> _Data excerpts_:
■ ■ ■
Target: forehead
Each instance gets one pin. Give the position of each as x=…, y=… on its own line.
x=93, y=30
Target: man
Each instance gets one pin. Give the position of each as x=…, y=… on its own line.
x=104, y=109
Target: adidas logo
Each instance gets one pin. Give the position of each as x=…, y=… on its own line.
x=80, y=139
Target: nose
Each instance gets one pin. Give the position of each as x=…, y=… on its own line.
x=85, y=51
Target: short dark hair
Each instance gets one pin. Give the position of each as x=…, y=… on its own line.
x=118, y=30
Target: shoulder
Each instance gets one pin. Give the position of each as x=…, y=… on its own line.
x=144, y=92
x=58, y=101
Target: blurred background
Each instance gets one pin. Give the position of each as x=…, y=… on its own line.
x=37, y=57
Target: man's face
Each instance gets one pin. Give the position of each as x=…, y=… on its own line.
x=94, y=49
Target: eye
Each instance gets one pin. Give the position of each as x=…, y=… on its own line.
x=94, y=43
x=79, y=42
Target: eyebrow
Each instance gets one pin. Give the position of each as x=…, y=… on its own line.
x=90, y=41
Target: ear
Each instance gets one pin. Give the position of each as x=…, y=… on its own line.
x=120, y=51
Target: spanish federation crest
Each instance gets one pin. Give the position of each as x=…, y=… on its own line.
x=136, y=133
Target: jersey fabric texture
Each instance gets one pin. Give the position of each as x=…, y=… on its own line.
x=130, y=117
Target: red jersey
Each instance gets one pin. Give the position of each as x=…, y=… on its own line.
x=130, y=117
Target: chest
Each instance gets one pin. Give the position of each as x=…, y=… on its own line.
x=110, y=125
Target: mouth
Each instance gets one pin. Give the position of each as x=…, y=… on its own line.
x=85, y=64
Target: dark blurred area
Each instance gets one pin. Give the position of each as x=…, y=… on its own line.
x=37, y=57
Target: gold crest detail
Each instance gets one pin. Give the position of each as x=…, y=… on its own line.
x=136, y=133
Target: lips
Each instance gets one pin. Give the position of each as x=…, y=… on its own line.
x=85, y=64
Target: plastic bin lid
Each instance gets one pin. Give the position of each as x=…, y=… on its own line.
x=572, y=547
■ ■ ■
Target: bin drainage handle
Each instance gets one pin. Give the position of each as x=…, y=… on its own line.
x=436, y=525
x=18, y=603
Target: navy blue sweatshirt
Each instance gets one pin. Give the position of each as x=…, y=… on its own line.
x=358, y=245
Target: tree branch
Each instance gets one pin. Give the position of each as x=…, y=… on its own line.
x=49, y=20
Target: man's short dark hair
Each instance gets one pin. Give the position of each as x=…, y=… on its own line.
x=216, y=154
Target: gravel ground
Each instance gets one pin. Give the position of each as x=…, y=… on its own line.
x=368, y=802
■ ■ ■
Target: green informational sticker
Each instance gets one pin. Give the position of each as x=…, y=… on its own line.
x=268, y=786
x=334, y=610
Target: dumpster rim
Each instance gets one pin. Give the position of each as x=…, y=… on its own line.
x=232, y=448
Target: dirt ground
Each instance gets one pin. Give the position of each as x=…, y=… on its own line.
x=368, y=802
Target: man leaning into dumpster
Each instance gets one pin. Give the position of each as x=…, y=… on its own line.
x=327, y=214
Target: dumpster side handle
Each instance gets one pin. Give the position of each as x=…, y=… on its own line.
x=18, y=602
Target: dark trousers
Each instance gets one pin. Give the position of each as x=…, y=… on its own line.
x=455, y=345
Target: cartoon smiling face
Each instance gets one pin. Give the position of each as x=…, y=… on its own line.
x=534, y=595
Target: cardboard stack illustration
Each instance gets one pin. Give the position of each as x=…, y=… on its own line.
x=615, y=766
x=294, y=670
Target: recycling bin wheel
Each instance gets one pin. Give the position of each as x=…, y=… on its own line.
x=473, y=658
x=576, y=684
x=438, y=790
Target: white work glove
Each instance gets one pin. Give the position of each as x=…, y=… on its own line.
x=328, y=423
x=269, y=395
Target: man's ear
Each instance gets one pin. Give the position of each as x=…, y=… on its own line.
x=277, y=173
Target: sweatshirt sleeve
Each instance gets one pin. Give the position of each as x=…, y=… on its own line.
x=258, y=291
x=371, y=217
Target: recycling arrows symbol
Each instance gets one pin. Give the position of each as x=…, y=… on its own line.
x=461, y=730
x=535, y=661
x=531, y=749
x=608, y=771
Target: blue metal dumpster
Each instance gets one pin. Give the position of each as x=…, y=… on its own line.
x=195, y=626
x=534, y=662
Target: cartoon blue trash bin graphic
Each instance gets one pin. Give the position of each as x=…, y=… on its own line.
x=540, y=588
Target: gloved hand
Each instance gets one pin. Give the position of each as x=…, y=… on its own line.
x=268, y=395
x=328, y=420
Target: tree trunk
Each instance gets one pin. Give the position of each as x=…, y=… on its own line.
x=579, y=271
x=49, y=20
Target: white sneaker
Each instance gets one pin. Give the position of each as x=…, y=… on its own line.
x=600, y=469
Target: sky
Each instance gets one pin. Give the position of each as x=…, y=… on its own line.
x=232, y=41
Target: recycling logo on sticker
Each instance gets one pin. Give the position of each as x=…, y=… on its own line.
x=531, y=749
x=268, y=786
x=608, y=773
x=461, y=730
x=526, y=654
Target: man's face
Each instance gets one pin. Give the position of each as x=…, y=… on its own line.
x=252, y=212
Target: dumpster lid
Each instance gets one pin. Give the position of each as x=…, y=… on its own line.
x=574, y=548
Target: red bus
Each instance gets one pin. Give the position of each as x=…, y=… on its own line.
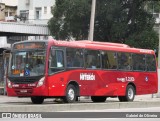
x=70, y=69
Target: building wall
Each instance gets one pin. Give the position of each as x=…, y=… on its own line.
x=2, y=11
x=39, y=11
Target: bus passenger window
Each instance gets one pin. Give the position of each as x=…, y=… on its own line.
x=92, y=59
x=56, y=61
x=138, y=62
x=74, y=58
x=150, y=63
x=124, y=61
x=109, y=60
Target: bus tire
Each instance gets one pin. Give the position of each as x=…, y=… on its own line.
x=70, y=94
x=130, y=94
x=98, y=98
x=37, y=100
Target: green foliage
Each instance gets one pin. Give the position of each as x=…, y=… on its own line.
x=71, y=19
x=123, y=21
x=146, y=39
■ ■ ■
> _Work request_: Filter the entries down to the lines containing "hair". Copy each of those lines.

> _Task solution_:
Target: short dark hair
Target: man's short dark hair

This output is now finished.